#### [TESTO FORNITO]

Ho deciso di richiamare in questo blog il titolo dello spettacolo di una mia cara amica, che vidi 13 anni fa in una piazzettina di Manciano. Sto pensando a lei e ai cari compagni dei tempi in cui facevo teatro, perché tra i settori maggiormente penalizzati dal lockdown c’è quello dello spettacolo. Per centinaia di migliaia di attori, artisti di strada, cantanti, registi, ma anche le maestranze, tecnici, fonici, montatori, non c’è differenza tra fase 1, 2 o 3, il settore è al collasso e il ridicolo sussidio di 600 euro, se viene riconosciuto, tarda pure ad arrivare. Ma non solo, le disposizioni e i relativi protocolli di sicurezza, sommati all’incertezza dell’andamento della pandemia, rendono la vita impossibile a chi soprattutto sinora si è arrangiato in spazi piccoli perché ha puntato più sull’impegno sociale che sul proprio tornaconto.

Con Elena Guerrini io e mia moglie Silvia abbiamo collaborato volentieri per realizzare il logo del suo Teatro col Baratto, ci affascinava la sua idea di non far pagare un biglietto agli spettatori ma di far portare ad ognuno la propria sedia e una cassetta di verdure o una bottiglia di olio o di vino in cambio. Lei definisce la propria arte come “teatro ecologico-civile che sa di terra e di pane, che parla di rivoluzioni e campi di grano, dando spazio alla memoria, ai proverbi, alle barzellette e alle ricette della nonna. Che parla della natura, di locale e globale, della scomparsa delle api, dei semi scambiati tra ortolani e di quelli delle multinazionali….”.

Voci salvate:
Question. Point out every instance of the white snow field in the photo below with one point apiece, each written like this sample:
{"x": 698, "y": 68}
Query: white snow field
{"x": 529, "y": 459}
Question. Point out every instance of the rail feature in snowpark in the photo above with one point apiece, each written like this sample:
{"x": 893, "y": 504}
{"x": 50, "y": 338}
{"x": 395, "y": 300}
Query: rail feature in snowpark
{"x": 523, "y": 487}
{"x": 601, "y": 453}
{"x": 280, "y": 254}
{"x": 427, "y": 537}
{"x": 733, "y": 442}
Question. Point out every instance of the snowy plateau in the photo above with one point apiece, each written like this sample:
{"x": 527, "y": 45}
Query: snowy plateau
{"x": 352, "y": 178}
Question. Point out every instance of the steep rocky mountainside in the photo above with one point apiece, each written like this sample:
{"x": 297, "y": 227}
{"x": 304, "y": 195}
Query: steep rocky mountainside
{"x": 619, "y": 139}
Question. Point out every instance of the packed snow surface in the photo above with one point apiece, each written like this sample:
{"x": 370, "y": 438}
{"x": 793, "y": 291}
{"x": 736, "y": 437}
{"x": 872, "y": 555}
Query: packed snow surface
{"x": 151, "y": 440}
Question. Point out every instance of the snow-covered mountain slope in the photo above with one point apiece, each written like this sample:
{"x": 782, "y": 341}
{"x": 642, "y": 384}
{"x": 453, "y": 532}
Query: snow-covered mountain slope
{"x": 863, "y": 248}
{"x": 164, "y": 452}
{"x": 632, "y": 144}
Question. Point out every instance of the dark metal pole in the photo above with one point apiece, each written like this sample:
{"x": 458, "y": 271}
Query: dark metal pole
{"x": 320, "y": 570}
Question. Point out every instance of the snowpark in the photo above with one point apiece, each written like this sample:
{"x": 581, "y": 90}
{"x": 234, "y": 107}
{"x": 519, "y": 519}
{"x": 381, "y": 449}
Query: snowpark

#### [IL TUO OBIETTIVO]
Ricopia per intero, senza alcuna modifica, il testo sul teatro durante il lockdown riportato sopra.

#### [SOLUZIONE]
Ho deciso di richiamare in questo blog il titolo dello spettacolo di una mia cara amica, che vidi 13 anni fa in una piazzettina di Manciano. Sto pensando a lei e ai cari compagni dei tempi in cui facevo teatro, perché tra i settori maggiormente penalizzati dal lockdown c’è quello dello spettacolo. Per centinaia di migliaia di attori, artisti di strada, cantanti, registi, ma anche le maestranze, tecnici, fonici, montatori, non c’è differenza tra fase 1, 2 o 3, il settore è al collasso e il ridicolo sussidio di 600 euro, se viene riconosciuto, tarda pure ad arrivare. Ma non solo, le disposizioni e i relativi protocolli di sicurezza, sommati all’incertezza dell’andamento della pandemia, rendono la vita impossibile a chi soprattutto sinora si è arrangiato in spazi piccoli perché ha puntato più sull’impegno sociale che sul proprio tornaconto.

Con Elena Guerrini io e mia moglie Silvia abbiamo collaborato volentieri per realizzare il logo del suo Teatro col Baratto, ci affascinava la sua idea di non far pagare un biglietto agli spettatori ma di far portare ad ognuno la propria sedia e una cassetta di verdure o una bottiglia di olio o di vino in cambio. Lei definisce la propria arte come “teatro ecologico-civile che sa di terra e di pane, che parla di rivoluzioni e campi di grano, dando spazio alla memoria, ai proverbi, alle barzellette e alle ricette della nonna. Che parla della natura, di locale e globale, della scomparsa delle api, dei semi scambiati tra ortolani e di quelli delle multinazionali….”.